#### Enunciado A
Extraia sem alterações as linhas das entradas que vão do início até a linha que contém "negative clicks: (337, 145) (343, 146)", incluindo as duas pontas. Não inclua as imagens na resposta.

***** Trecho selecionado

MERCENÁRIOS NEOLIBERAIS
No meio a esta grande mentira, há uma personagem que hoje é central : trata-se de Mario Draghi, o atual presidente do Banco Central Europeu e grande partidário de terminar de uma vez por todas com o modelo social europeu.
Draghi é um homem do Goldman Sachs. Entre 2002 e 2005 foi vice-presidente do Goldman Sachs para a Europa e, por conseguinte, estava ao par da falsificação de dados sobre as finanças públicas da Grécia. Foi o seu próprio banco que estruturou a falsificação.
O liberalismo premia muito bem seus soldados.
Durante dois anos, o Banco Central Europeu e os lobbys políticos usaram todos os truques possíveis para proteger Draghi e não permitir que fossem realizadas auditorias em torno das irregularidades cometidas na Grécia. As comissões do Parlamento europeu designadas para investigar esta mega-fraude se chocaram sistematicamente contra as redes que protegiam o segredo.

**********

#### Enunciado B
Responda com base no trecho sobre Mario Draghi:
(i) Que cargo Draghi ocupa atualmente?
(ii) Em que período ele foi vice-presidente do Goldman Sachs para a Europa?
(iii) Por quanto tempo o Banco Central Europeu e os lobbys políticos usaram truques para protegê-lo?

***** Dados a processar

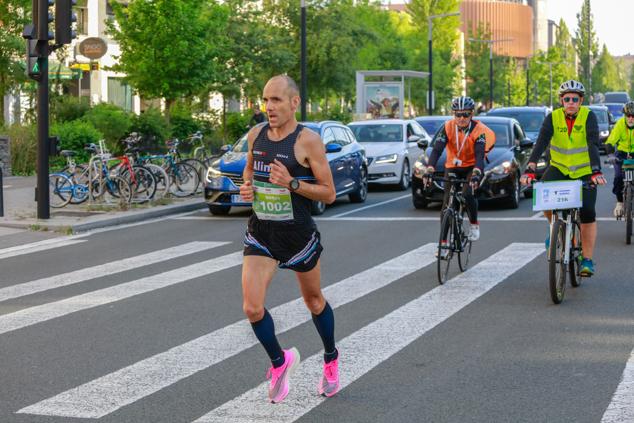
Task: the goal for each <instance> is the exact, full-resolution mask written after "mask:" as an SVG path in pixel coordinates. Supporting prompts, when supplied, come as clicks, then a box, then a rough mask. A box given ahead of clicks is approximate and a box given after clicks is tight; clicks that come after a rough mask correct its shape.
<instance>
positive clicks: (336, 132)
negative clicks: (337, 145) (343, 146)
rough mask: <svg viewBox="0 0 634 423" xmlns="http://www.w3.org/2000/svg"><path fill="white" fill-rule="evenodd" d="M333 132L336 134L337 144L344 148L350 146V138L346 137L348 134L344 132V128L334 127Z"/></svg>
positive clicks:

**********

#### Resultado do exercício A
Task: the goal for each <instance> is the exact, full-resolution mask written after "mask:" as an SVG path in pixel coordinates. Supporting prompts, when supplied, come as clicks, then a box, then a rough mask. A box given ahead of clicks is approximate and a box given after clicks is tight; clicks that come after a rough mask correct its shape.
<instance>
positive clicks: (336, 132)
negative clicks: (337, 145) (343, 146)

#### Resultado do exercício B
(i) Presidente do Banco Central Europeu.
(ii) Entre 2002 e 2005.
(iii) Durante dois anos.